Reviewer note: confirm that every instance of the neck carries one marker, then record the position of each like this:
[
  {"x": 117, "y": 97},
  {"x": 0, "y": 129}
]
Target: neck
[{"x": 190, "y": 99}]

----

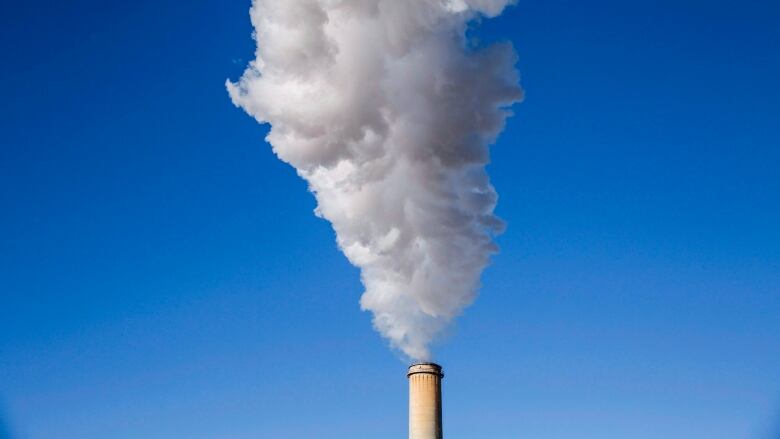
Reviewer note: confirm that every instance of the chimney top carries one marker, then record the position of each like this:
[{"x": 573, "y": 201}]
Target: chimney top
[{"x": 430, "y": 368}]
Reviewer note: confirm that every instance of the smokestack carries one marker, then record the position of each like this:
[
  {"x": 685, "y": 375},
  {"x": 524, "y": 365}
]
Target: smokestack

----

▶ _YOUR TASK_: Please return all lines above in which the string "carries" is found.

▶ _RESPONSE TO THIS EXERCISE_:
Reviewer note: confirm that every instance of the neck carries one marker, then record the position of each like this:
Reviewer note: confirm that every instance of the chimney top carries one marker, then record the position of each like this:
Reviewer note: confirm that every instance of the smokestack carries one marker, then record the position of each like this:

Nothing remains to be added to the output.